Give back all the records below, unaltered.

#### Records for the task
┏━━

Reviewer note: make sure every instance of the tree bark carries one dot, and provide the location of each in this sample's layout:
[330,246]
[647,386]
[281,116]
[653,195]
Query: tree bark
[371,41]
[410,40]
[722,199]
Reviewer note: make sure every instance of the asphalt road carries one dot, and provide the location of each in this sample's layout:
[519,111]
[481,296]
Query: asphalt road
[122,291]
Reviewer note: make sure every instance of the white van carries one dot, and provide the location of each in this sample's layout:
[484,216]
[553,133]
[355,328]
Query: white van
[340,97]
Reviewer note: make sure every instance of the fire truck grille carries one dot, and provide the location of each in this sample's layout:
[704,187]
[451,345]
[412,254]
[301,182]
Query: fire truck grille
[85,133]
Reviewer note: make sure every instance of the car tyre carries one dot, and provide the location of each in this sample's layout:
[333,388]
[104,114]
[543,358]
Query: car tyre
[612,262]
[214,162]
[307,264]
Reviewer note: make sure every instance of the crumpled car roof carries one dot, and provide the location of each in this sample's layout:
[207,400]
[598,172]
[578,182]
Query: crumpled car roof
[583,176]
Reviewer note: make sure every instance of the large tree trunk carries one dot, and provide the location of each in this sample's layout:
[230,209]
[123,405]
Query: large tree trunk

┗━━

#### Result of the task
Reviewer note: make sure every instance of the tree bark carries one dot, and provide the location of each in this sample's layout:
[330,246]
[647,386]
[281,116]
[653,195]
Query: tree bark
[371,41]
[410,40]
[722,199]
Reviewer note: make sure every instance of the asphalt road carries one dot, and provide the location of each in this sample's layout:
[519,111]
[481,296]
Query: asphalt road
[122,291]
Reviewer note: make sure every instance of the white van carries one dot, and provide the location of each in this sample's layout:
[484,216]
[553,133]
[355,328]
Query: white van
[340,97]
Reviewer note: make sure every instance of the fire truck grille carries one dot, and provide the location of each in this sample's layout:
[704,187]
[451,345]
[412,254]
[301,182]
Query: fire truck grille
[85,133]
Reviewer note: make sure every instance of the car tyre carries one dot, and provide the location of each in this sample's layout:
[333,388]
[104,114]
[543,358]
Query: car tyre
[612,262]
[214,162]
[307,264]
Reviewer note: make sure every instance of the crumpled car roof carries one dot, and provide the location of each in this sample's layout:
[207,400]
[598,172]
[578,182]
Query: crumpled car roof
[583,176]
Reviewer note: make sure every instance of the large tree trunk carries one dot, and provide the location of each in this sample's layout:
[230,209]
[123,405]
Query: large tree trunk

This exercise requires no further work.